━━━━━ BAGIAN DOKUMEN ━━━━━

Dalam dua tahun terakhir, masalah demi masalah silih berganti menyelimuti dunia persepakbolan Indonesia. Bahkan terlalu banyak rasanya jika kita harus merinci permasalahan tersebut satu persatu. Masalah baru tapi lama yang saat ini tengah menarik perhatian masyarakat adalah keterlambatan gaji. Tanpa bisa dihindari, masalah tersebut juga menimpa klub sebesar Persija Jakarta. Klub ibukota yang berjuluk Macan Kemayoran ini, menunggak gaji penggawa mereka sebanyak 5 bulan. Dan oleh karena belum adanya kesepakatan jalan penyelesaian mengenai hal tersebut, maka sebagian besar punggawa mereka di musim lalu memilih untuk menolak memperpanjang kontrak, hingga segala permasalahan tersebut selesai.

 

Lucunya, ketika para pemain tersebut bersuara menuntut akan haknya, mereka malah dibenturkan dengan sebuah kalimat magis yang bernama "loyalitas". Iya, loyalitas terhadap sesama pemain, loyalitas terhadap klub, dan juga loyalitas terhadap The Jakmania, para pendukung mereka. Ini menjadi hal yang aneh, mengingat menejemen selalu menuntut pemain untuk mengerti tentang segala kesulitan yang dialami oleh klub. Akan tetapi di sisi lain manajemen tidak pernah mau mengerti dengan kesulitan yang tengah dialami oleh para pemain. 

 

Para pemain mungkin bisa menunggu, akan tetapi biaya anak sekolah, tagihan listrik, tagihan air, bensin, biaya rumah sakit, dan semua kebutuhan pokok tidak dapat menunggu. Itu semua tidak dapat dibayar dengan apa itu yang disebut loyalitas.

 

Kalimat "saling menghargai" itu berarti dari dua arah, tidak hanya dari satu arah. Ketika manajemen minta untuk dimengerti, maka sudah selayaknya jika mereka juga harus mengerti dengan kondisi yang dialami oleh para pemain. Sesuatu yang sangat sederhana, bukan? 

 

Dua belas tahun berseragam Persija Jakarta tidak dapat dimungkiri membuat saya sangat mencintai klub ini. Bagi saya pribadi dan beberapa pemain senior yang lain, mungkin kami masih bisa menerima jika harus berkorban untuk bermain terlebih dahulu, dengan kondisi gaji musim lalu belum dibayarkan selama 5 bulan. Dari segi ekonomi, mungkin kami juga masih bisa bertahan selama total 7 bulan tanpa penghasilan (5 bulan + 2 bulan jeda kompetisi), walaupun tentu dengan kondisi yang tentu saja sempoyongan.

━━━━━ DAFTAR ENTRI ━━━━━

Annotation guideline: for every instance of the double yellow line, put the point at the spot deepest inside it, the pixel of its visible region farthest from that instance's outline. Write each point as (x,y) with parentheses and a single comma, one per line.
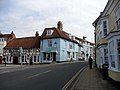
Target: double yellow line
(72,79)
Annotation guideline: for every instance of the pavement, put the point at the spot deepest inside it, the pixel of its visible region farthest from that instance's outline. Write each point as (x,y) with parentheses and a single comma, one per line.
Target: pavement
(91,79)
(88,79)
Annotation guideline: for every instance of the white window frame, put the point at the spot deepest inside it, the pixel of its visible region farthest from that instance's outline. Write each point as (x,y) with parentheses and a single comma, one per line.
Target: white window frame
(111,54)
(117,18)
(49,43)
(105,28)
(118,53)
(49,32)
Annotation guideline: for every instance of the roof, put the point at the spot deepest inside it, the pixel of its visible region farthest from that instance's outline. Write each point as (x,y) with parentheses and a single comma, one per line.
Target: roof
(26,42)
(82,40)
(56,34)
(5,35)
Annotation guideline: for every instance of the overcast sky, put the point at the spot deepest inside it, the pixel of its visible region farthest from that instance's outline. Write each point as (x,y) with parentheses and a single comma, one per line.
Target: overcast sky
(25,17)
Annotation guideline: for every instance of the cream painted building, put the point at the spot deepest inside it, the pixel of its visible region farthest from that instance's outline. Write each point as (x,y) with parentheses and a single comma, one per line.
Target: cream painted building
(107,38)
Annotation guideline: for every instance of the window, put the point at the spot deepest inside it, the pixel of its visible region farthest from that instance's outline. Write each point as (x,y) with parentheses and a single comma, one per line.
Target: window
(111,53)
(22,58)
(38,58)
(55,44)
(73,46)
(46,56)
(100,34)
(49,32)
(70,46)
(105,56)
(118,49)
(118,24)
(34,58)
(73,55)
(65,44)
(104,28)
(68,54)
(49,43)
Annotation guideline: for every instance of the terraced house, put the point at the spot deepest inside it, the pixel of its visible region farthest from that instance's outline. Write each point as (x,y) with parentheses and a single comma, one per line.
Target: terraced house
(4,39)
(58,45)
(54,45)
(24,50)
(107,38)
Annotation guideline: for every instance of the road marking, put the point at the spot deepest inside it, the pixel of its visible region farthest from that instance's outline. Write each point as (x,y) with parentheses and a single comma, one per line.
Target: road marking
(39,74)
(72,79)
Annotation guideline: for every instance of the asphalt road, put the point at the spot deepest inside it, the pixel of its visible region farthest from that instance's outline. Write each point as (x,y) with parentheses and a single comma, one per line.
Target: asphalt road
(49,77)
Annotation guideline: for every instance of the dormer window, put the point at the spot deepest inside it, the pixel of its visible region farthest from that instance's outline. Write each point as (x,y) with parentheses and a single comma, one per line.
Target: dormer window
(49,32)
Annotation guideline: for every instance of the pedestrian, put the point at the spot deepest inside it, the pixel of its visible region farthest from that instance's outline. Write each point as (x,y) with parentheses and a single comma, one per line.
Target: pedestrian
(90,62)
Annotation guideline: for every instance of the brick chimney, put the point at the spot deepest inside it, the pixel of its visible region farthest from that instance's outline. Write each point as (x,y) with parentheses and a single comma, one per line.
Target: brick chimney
(37,34)
(60,25)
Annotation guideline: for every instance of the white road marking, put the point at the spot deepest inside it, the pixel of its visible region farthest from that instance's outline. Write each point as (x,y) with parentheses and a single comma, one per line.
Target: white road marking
(39,74)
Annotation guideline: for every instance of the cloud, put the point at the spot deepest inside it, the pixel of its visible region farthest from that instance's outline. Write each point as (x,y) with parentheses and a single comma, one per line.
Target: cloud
(24,17)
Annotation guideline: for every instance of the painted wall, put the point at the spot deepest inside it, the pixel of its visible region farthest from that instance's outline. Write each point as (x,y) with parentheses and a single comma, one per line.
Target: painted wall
(67,46)
(44,48)
(62,49)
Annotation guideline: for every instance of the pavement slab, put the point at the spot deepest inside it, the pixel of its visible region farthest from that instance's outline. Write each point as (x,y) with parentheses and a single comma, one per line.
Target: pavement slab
(91,79)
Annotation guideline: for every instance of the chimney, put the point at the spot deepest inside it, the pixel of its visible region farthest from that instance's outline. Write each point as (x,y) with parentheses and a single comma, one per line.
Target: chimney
(60,25)
(37,34)
(84,37)
(12,35)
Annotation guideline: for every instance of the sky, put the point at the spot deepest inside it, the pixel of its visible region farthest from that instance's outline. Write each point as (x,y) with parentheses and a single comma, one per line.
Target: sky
(25,17)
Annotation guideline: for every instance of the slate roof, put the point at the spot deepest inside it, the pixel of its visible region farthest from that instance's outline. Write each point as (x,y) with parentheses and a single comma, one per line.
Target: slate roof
(26,42)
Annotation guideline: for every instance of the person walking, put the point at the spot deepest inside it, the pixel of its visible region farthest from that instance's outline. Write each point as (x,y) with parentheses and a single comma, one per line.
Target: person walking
(90,62)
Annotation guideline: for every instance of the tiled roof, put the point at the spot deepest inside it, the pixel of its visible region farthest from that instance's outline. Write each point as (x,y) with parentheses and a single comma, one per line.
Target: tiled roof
(8,37)
(5,35)
(26,42)
(56,34)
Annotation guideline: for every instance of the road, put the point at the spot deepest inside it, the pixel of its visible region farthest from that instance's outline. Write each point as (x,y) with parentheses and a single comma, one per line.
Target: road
(48,77)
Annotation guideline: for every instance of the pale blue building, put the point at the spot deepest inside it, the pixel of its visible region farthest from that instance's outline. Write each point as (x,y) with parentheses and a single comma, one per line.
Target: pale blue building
(57,45)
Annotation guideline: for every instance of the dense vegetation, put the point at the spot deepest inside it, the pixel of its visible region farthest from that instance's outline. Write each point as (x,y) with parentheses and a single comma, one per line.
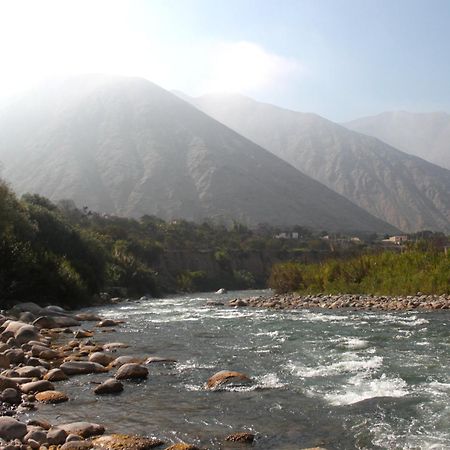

━━━━━

TUGAS TERTULIS >>
1) Salin tulisan tentang tunggakan gaji Persija dari "Lucunya, ketika para" terus ke bawah hingga "tengah dialami oleh para pemain.".
2) Jawab pertanyaan berikut berdasarkan tulisan tentang tunggakan gaji Persija.
(a) Apa julukan Persija Jakarta?
(b) Apa nama para pendukung Persija?
(c) Berapa tahun penulis berseragam Persija Jakarta?
3) Teruskan tulisan tentang tunggakan gaji Persija mulai dari kalimat terakhir yang tercantum.

JAWABAN BERURUTAN >>
1)
Lucunya, ketika para pemain tersebut bersuara menuntut akan haknya, mereka malah dibenturkan dengan sebuah kalimat magis yang bernama "loyalitas". Iya, loyalitas terhadap sesama pemain, loyalitas terhadap klub, dan juga loyalitas terhadap The Jakmania, para pendukung mereka. Ini menjadi hal yang aneh, mengingat menejemen selalu menuntut pemain untuk mengerti tentang segala kesulitan yang dialami oleh klub. Akan tetapi di sisi lain manajemen tidak pernah mau mengerti dengan kesulitan yang tengah dialami oleh para pemain.

2)
(a) Macan Kemayoran
(b) The Jakmania
(c) Dua belas tahun

3)
 

Akan tetapi bagaimana dengan pemain-pemain yang lain? Bagaimana dengan mereka-mereka yang musim ini tidak lagi berjuang bersama panji "Macan Kemayoran"? Bagaimana dengan para pemain yang belum mendapatkan pelabuhan baru, setelah dilepas oleh Persija Jakarta? Di sini kita tidak hanya berbicara untuk satu-dua individu saja, akan tetapi seluruh komponen di dalam tim yang musim lalu membela tim ini. Dan kalaupun mereka mampu, pertanyaan selanjutnya adalah, sampai kapan hak-hak pemain akan terus tertahan seperti ini?

 

Secara pribadi bisa saja saya berkompromi dengan kebijakan manajemen, akan tetapi bagaimana yang lain? Siapa yang akan menjadi ujung tombak perjuangan mereka untuk mendapatkan haknya, jika saya sebagai pemimpin melemah. Telinga seorang pemimpin harus selalu peka dengan setiap keluh-kesah dari mereka yang dipimpin. Ini tentang bagaimana kita melayani, mendedikasikan diri kita untuk orang-orang yang kita pimpin.

 

Ini yang saya sebut dengan sebuah dilema, secara pribadi saya terhimpit pada dua hal yang sama-sama prinsip bagi saya. Di satu sisi, pengabdian saya selama 12 tahun bersama "Macan Kemayoran", sudah barang tentu membuat hati saya merasa sangat berat jika segala sesuatunya harus berjalan seperti ini.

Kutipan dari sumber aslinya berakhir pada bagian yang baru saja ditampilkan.